WORK REQUIRED
Please rewrite the data below, replacing "Query" with "Target" everywhere and keeping everything else the same.

## Start RECORD EXTRACTS

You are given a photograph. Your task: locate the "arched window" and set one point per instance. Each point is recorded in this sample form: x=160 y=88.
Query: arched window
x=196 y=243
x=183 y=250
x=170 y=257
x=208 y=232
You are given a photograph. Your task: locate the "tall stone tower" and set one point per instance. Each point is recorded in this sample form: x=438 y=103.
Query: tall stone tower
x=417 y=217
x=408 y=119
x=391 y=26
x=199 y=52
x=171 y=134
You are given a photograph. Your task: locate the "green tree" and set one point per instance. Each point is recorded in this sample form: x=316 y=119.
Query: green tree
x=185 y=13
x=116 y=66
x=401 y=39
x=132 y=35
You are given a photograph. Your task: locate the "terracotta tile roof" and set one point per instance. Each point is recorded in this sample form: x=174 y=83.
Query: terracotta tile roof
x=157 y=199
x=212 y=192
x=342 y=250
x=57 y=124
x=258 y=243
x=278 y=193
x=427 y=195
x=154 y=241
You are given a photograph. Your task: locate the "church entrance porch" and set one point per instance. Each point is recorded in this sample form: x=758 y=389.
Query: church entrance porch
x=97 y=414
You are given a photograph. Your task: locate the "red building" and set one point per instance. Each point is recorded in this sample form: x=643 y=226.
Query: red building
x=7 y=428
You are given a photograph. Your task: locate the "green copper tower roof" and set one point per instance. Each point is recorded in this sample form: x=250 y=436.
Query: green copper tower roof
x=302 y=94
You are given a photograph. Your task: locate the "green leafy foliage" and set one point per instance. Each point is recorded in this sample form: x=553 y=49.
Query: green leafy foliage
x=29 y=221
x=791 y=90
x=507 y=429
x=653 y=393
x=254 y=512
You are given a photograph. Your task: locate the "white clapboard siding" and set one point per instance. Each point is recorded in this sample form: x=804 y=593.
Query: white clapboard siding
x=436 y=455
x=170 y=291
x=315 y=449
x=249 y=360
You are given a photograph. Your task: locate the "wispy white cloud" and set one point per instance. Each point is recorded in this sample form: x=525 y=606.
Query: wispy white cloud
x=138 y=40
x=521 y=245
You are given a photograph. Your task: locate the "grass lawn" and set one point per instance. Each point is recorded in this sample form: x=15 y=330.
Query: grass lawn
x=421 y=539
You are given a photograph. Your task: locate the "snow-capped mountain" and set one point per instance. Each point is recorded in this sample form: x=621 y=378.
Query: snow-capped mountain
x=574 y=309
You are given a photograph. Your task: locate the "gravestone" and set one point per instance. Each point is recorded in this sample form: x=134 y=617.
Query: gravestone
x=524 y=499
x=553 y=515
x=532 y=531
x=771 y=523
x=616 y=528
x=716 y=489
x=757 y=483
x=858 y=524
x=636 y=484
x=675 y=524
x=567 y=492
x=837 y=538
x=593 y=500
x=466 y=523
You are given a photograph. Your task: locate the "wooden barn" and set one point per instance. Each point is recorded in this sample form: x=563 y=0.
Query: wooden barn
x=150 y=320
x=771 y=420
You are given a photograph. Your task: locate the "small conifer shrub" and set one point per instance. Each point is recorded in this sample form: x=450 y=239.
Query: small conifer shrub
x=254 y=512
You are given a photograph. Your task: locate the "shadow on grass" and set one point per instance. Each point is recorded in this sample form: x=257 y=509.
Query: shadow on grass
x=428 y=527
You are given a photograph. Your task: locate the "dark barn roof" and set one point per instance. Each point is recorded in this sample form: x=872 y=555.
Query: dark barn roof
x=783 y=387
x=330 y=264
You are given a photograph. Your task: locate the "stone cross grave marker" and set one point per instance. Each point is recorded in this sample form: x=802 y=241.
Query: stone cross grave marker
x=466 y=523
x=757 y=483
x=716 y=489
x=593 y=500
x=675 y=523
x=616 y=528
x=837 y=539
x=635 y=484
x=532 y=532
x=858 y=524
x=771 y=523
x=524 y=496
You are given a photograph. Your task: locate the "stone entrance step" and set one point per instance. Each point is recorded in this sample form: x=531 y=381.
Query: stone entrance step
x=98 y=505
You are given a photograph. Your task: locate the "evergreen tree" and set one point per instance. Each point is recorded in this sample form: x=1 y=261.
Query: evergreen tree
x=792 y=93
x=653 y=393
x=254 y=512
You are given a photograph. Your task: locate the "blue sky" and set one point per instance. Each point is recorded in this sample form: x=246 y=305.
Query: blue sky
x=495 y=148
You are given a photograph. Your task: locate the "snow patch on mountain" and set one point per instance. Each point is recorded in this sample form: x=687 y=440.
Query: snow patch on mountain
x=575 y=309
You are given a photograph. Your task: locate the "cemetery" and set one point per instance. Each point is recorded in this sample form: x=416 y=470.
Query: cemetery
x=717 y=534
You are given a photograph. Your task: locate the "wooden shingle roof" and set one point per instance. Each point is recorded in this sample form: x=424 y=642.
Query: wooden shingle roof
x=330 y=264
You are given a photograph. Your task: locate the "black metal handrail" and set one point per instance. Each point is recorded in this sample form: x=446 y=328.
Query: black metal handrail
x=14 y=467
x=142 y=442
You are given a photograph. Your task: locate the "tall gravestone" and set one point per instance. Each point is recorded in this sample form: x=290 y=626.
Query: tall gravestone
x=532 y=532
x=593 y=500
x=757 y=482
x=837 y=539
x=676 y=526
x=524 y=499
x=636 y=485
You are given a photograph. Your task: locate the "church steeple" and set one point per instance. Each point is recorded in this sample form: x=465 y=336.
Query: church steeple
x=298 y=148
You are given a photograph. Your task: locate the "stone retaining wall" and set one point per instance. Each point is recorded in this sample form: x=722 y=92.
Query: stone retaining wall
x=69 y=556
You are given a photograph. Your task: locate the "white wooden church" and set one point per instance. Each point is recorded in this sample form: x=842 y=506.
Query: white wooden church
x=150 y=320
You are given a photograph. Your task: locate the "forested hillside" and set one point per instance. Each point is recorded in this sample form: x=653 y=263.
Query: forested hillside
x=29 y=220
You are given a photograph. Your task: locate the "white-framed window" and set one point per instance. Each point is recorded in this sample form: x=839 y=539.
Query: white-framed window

## End RECORD EXTRACTS

THE RESULT
You are given a photograph. Your task: locate the "arched window" and set one point per instance. Each point is recorded in this sample form: x=160 y=88.
Target: arched window
x=196 y=243
x=183 y=250
x=170 y=257
x=208 y=232
You are given a photograph. Your task: locate the "tall stone tower" and set one point per instance. Each point is recorded in this sample form: x=438 y=103.
Target: tall stone tower
x=417 y=217
x=408 y=119
x=391 y=26
x=199 y=52
x=171 y=134
You are given a photograph. Your task: locate the "green tree" and set one point per instance. Each point is recorded in this sample form: x=316 y=119.
Target: green tree
x=185 y=13
x=116 y=66
x=401 y=39
x=132 y=35
You are given a photograph. Your task: locate the "terracotta tile roof" and set one point per instance. Each point is recorded in this sample form: x=174 y=83.
Target: terracotta tile roof
x=157 y=199
x=212 y=192
x=342 y=250
x=57 y=124
x=258 y=243
x=278 y=193
x=427 y=195
x=154 y=241
You are given a photograph. Your task: locate the "church entrance porch" and set one point per instance. Each point is recorded in this sample form: x=758 y=389.
Target: church entrance porch
x=97 y=414
You are given a photograph. Your task: locate the "red building" and set one point per instance. Each point is recorded in this sample form: x=643 y=226.
Target: red building
x=7 y=428
You are given a photograph. Your task: locate the "green copper tower roof" and set one point per instance. Each point is recorded in this sample form: x=250 y=436.
Target: green copper tower roof
x=302 y=94
You are given a photograph. Your task: locate the "green leafy foliage" and set one point per instance. Each point is recorded in this sample form: x=553 y=49.
Target: green leafy foliage
x=29 y=221
x=791 y=90
x=507 y=429
x=653 y=393
x=254 y=512
You are given a photograph. Your task: locate the "white clapboard siding" and set one point per instance. Each point is recorded in this sample form: x=804 y=593.
Target: white clapboard siding
x=436 y=455
x=170 y=291
x=315 y=449
x=249 y=360
You are given a photograph. Your task: locate the "wispy white cloud" and set one point per instance. Each point is recorded in this sample form: x=525 y=606.
Target: wispy white cloud
x=138 y=40
x=521 y=245
You are given a photograph. Your task: locate the "grass lawn" and set one point per instance. Each point is recorded in this sample form: x=15 y=330.
Target: grass lawn
x=421 y=539
You are given a photograph. Your task: locate the "snow-capped mountain" and set one point per instance. Each point is recorded in this sample form: x=621 y=378.
Target: snow-capped mountain
x=574 y=309
You are given a photograph. Your task: locate the "gravestone" and set one point per instance. Each point is recorded in this sample form: x=134 y=617.
Target: gravestone
x=524 y=499
x=553 y=515
x=532 y=531
x=771 y=523
x=616 y=528
x=716 y=489
x=757 y=483
x=858 y=524
x=636 y=484
x=675 y=524
x=567 y=492
x=837 y=538
x=593 y=500
x=466 y=523
You are given a photograph. Your task: locate the "wooden barn" and set one point per instance. Each point is recorded in this sample form: x=563 y=0.
Target: wooden barn
x=150 y=320
x=771 y=420
You are given a photograph. Your task: locate the "small conifer shrub" and set one point per instance. Each point is recorded in this sample form: x=450 y=239.
Target: small conifer shrub
x=254 y=512
You are given a photograph. Your task: locate the "shadow on grass" and set one point per instance. Each point is recorded in this sample form: x=257 y=509.
Target: shadow on grass
x=428 y=527
You are given a photograph. Your task: locate the "dark barn roof" and set one point per instance. Each point is recorded in this sample form: x=872 y=555.
Target: dark barn roof
x=783 y=387
x=330 y=264
You are given a photograph. Your task: locate the "stone cross grave marker" and set one point per instance. Each point is recorded in this sample form: x=802 y=241.
Target: stone cross grave marker
x=466 y=523
x=757 y=483
x=716 y=489
x=593 y=500
x=675 y=523
x=616 y=528
x=837 y=539
x=635 y=484
x=532 y=532
x=858 y=524
x=771 y=523
x=524 y=496
You are given a photograph. Your task: locate the "stone entrance step" and set one point per instance. Each point is recorded in this sample form: x=531 y=381.
Target: stone entrance step
x=98 y=505
You are given a photograph. Your task: locate the "evergreen tree" and set one point per instance. Each point is recorded in this sample form: x=1 y=261.
Target: evergreen tree
x=792 y=93
x=653 y=393
x=254 y=512
You are given a photograph. Your task: locate the "blue sky" and set one point per instance. Each point is recorded in this sample form: x=246 y=305.
Target: blue sky
x=495 y=148
You are given a photograph. Your task: locate the "snow patch on mountain" and set one point per instance. Each point is recorded in this sample form: x=687 y=440.
Target: snow patch on mountain
x=575 y=309
You are given a photograph. Your task: locate the "cemetery" and set one point per instance. Each point is recorded in this sample form: x=416 y=470.
Target: cemetery
x=717 y=534
You are given a photograph. Your task: locate the "wooden shingle roof" and set one point per instance. Each point is recorded in this sample form: x=424 y=642.
Target: wooden shingle roof
x=330 y=264
You are given a photograph. Your task: locate the "black metal handrail" and set one point per instance. Each point is recorded in this sample form: x=446 y=328.
Target: black metal handrail
x=14 y=467
x=142 y=442
You are given a photograph. Your task: locate the "tall gravestone" and set one point per instance. Each point is recorded in this sample form: x=290 y=626.
Target: tall gravestone
x=532 y=532
x=593 y=500
x=757 y=482
x=837 y=539
x=676 y=526
x=524 y=499
x=636 y=485
You are given a photograph. Your task: locate the "church steeple" and set one point per instance. Each point is recorded in this sample form: x=465 y=336.
Target: church steeple
x=298 y=148
You are given a photograph. Your task: locate the "stone retaining wall" and set one point per instance. Each point is recorded in this sample form: x=722 y=92.
Target: stone retaining wall
x=69 y=556
You are given a photograph. Your task: locate the "white wooden church" and set one point per instance. Each point is recorded in this sample form: x=842 y=506.
Target: white wooden church
x=150 y=320
You are given a photograph. Your task: locate the "forested hillside" and set one point per instance. Each point is recorded in this sample form: x=653 y=263.
Target: forested hillside
x=29 y=220
You are given a photograph. Your task: locate the "white-framed window" and set one point per instance. Each point is recorded in this sample form: x=839 y=539.
Target: white-framed window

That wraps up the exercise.